**EXERCISE PROMPT:**
Copy out the entries verbatim, starting at the line containing "Reviewer note. Check that every instance of the electrical" and ending at the line containing "<point>360,46</point>".

Start of ENTRIES

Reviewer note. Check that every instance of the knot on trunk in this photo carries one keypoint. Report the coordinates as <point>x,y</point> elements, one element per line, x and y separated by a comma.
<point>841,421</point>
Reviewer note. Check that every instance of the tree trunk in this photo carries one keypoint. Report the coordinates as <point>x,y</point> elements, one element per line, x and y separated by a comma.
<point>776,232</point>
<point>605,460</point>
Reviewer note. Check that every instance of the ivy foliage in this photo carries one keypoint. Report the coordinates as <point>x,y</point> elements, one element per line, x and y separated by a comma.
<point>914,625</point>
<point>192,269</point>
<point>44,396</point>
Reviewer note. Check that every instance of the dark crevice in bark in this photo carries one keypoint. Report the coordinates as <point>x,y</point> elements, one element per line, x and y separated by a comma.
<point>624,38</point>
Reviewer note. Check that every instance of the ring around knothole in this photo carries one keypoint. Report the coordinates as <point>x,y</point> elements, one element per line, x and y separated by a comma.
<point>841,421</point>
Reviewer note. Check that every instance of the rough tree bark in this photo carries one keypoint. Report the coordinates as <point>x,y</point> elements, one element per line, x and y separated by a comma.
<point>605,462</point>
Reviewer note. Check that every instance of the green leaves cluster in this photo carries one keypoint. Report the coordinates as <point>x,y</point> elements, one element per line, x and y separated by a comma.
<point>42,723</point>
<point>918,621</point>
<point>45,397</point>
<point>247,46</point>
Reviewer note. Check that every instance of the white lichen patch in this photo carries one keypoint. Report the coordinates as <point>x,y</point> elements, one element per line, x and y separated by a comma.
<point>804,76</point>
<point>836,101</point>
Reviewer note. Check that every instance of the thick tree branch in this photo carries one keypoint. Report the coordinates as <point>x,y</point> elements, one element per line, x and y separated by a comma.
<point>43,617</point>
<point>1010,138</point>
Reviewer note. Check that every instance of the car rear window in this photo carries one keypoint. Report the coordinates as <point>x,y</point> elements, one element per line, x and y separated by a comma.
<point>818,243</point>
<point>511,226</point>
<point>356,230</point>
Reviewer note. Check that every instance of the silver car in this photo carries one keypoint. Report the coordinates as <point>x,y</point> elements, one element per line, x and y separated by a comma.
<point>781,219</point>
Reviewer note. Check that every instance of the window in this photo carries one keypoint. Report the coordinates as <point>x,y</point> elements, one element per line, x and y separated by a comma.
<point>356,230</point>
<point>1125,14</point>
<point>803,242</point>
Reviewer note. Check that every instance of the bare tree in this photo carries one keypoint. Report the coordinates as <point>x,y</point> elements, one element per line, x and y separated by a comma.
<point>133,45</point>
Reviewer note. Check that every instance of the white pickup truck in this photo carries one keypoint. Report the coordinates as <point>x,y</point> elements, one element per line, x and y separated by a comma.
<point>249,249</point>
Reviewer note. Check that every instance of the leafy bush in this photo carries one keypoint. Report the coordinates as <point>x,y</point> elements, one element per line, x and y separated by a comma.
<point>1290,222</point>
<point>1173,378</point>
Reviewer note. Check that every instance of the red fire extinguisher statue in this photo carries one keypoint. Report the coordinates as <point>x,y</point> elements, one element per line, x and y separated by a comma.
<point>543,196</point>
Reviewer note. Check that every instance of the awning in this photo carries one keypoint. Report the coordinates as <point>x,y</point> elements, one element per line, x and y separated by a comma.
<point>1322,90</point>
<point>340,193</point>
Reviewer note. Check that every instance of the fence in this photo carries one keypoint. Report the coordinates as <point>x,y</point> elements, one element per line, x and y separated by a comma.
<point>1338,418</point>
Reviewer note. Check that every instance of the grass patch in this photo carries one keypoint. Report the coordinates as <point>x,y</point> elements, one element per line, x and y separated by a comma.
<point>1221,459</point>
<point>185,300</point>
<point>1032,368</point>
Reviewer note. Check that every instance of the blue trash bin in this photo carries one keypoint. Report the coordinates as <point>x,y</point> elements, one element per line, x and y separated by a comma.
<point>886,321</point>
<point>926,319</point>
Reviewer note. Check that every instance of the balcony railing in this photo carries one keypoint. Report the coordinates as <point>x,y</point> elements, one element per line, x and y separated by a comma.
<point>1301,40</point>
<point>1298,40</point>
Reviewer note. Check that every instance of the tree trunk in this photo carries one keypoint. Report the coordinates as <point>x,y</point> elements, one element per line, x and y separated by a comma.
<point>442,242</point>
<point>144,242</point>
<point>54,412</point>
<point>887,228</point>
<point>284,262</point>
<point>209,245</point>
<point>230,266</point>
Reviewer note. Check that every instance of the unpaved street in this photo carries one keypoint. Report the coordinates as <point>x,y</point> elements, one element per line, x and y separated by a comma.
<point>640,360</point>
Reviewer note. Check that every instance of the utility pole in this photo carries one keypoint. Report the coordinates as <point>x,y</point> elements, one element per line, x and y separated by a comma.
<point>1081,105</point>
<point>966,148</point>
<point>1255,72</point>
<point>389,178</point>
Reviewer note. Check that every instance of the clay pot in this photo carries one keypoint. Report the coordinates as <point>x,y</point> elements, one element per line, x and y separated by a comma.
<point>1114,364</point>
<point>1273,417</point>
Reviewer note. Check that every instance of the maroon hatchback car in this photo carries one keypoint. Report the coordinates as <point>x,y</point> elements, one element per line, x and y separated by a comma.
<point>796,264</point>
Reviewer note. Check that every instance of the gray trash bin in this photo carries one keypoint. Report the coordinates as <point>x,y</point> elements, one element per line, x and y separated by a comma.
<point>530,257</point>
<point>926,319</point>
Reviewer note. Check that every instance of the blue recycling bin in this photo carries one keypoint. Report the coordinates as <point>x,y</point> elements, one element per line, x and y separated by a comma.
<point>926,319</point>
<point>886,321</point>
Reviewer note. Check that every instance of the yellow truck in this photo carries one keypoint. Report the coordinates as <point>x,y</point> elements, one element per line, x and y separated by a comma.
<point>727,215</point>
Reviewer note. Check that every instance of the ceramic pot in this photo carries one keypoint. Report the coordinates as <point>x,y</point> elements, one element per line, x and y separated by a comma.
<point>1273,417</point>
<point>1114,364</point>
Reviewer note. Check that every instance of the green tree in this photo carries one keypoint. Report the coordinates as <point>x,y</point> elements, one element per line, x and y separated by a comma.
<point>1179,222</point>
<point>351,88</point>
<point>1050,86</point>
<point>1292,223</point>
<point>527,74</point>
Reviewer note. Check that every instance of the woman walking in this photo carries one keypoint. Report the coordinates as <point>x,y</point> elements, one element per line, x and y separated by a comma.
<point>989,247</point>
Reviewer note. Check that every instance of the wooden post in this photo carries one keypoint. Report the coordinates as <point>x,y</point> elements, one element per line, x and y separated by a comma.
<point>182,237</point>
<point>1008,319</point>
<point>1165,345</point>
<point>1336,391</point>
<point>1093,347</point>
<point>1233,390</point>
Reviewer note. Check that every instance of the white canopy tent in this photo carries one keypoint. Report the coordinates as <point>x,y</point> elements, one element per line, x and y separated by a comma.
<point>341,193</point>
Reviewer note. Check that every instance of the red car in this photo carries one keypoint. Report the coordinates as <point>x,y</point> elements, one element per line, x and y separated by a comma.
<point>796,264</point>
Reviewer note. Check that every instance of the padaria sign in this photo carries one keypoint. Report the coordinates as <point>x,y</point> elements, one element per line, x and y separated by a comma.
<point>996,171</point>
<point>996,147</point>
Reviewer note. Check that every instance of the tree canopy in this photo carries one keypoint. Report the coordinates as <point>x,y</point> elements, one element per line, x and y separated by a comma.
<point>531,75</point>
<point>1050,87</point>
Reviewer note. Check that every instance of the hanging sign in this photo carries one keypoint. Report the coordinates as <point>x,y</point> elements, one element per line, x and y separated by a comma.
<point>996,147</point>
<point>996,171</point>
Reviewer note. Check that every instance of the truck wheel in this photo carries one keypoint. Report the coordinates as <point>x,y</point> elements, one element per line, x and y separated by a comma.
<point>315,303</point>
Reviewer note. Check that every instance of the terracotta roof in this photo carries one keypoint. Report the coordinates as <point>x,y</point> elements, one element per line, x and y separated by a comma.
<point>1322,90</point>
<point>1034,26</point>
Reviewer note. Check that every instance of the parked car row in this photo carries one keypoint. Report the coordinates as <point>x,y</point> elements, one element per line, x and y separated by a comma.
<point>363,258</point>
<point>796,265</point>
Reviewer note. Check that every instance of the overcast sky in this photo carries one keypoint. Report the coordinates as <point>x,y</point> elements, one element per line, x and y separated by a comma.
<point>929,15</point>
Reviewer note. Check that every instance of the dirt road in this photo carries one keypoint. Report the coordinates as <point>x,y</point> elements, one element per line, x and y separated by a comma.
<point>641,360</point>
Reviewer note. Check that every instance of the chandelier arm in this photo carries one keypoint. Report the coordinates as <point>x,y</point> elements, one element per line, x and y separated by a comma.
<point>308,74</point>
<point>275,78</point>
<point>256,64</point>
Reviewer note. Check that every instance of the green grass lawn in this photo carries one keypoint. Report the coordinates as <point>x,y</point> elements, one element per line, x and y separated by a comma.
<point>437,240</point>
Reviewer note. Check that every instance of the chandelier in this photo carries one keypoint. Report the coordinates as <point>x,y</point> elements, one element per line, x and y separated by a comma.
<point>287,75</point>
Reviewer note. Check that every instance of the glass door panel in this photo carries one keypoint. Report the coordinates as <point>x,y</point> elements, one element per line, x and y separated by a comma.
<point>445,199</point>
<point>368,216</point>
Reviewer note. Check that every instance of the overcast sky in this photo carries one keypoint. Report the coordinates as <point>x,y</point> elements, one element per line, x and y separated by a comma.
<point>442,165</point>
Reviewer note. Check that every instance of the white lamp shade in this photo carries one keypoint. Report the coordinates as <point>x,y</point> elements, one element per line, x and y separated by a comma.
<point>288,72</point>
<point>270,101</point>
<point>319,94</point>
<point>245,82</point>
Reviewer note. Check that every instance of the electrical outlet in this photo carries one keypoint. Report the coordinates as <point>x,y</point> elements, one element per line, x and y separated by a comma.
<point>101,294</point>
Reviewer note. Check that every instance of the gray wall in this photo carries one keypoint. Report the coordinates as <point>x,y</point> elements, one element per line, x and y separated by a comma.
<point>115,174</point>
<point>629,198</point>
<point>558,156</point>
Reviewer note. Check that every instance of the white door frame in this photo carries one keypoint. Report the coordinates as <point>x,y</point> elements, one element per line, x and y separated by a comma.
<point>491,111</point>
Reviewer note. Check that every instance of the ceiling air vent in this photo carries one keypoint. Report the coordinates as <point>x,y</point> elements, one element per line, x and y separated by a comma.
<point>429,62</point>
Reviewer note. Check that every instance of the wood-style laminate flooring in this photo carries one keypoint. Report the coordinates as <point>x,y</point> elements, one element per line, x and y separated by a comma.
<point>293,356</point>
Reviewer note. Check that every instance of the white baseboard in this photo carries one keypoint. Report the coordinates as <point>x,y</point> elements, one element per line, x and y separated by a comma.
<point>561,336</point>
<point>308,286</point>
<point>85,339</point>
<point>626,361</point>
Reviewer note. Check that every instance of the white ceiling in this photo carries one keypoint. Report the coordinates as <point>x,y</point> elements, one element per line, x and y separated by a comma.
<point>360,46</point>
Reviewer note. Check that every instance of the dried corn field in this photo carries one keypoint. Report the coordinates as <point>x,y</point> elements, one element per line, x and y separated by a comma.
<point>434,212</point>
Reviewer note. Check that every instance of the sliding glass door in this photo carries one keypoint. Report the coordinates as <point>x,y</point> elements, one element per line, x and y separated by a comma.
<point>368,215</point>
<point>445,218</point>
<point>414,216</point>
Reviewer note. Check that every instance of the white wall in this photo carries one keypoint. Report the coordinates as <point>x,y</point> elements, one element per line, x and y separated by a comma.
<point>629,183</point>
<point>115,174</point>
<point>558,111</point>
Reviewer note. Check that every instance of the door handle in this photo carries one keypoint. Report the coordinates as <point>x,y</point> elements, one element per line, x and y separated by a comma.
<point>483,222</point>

End of ENTRIES

**CORRECT OUTPUT:**
Reviewer note. Check that every instance of the electrical outlet in this photo carries one keypoint. Report the coordinates as <point>x,y</point> elements, one element per line, x and y separated by a comma.
<point>101,294</point>
Reviewer note. Check that every instance of the gray wall in this photo carries one keypoint. Report the coordinates as <point>x,y</point> elements, one element per line, x and y separated by a comma.
<point>115,174</point>
<point>629,198</point>
<point>558,156</point>
Reviewer note. Check that every instance of the white door frame in this photo carries one keypoint. Report the coordinates as <point>x,y</point> elements, one element per line, x and y separated by a comma.
<point>491,111</point>
Reviewer note. Check that every instance of the ceiling air vent in this photo carries one keypoint. Report the coordinates as <point>x,y</point> elements, one element per line, x and y separated by a comma.
<point>429,62</point>
Reviewer note. Check that every instance of the wood-style laminate flooring in this photo carries one keypoint. Report the coordinates as <point>x,y</point> elements, one element per line, x and y separated by a comma.
<point>293,356</point>
Reviewer note. Check that every instance of the white baseboard in this photo carries one keypoint. Report the coordinates as <point>x,y</point> elements, one element per line, x and y separated by a comma.
<point>561,336</point>
<point>308,286</point>
<point>85,339</point>
<point>626,361</point>
Reviewer note. Check that every instance of the white ceiling in this photo carries one keypoint. Report the coordinates as <point>x,y</point> elements, one element per line, x and y separated by a comma.
<point>360,46</point>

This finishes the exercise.